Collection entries

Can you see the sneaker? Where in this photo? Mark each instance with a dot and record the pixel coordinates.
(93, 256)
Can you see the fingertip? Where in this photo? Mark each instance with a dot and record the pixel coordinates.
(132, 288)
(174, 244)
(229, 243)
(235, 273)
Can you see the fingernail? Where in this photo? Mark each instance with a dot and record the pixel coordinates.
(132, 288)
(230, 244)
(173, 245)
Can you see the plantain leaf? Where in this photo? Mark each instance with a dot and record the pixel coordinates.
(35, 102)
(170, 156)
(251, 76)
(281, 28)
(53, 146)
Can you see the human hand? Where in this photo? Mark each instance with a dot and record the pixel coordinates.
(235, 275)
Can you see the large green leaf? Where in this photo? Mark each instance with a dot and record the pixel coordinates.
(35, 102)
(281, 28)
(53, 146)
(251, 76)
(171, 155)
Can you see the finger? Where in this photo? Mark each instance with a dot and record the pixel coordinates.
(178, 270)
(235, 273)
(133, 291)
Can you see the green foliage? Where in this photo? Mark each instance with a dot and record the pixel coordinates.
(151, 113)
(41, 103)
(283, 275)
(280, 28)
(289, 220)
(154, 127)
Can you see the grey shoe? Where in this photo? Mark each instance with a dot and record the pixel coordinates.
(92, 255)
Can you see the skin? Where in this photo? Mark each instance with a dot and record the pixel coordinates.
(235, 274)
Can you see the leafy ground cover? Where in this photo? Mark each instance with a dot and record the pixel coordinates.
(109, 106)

> WORK ITEM: Once you find the line containing "Can you see the human", copy it and every line after it through the end of the records, exactly as they stand.

> OUTPUT OF THE EXERCISE:
Can you see the human hand? Where in this photo? Mark each instance with a dot and record the pixel coordinates.
(235, 275)
Can you see the large green leaf? Where in this photo? Mark each instance with a dot and record the pixel coordinates.
(35, 102)
(281, 28)
(53, 146)
(251, 76)
(171, 155)
Can you see the finger? Where in this photo? Mark each instance with a dot and record the pixel coordinates.
(178, 270)
(235, 273)
(133, 291)
Can you see the green foliage? Where in this photo? Mark each instance with a dot and record the pixel coordinates.
(151, 113)
(41, 103)
(283, 275)
(280, 28)
(289, 220)
(154, 127)
Can you see the grey shoe? Where in this photo? Mark each instance with a dot and record the pixel coordinates.
(92, 255)
Can you see the skin? Where in this photo? Mark each instance with a dot and record the pixel coordinates.
(235, 274)
Can you see the leafy ground cover? Where in this photo? Mark each instance with a dot and record the pixel coordinates.
(109, 106)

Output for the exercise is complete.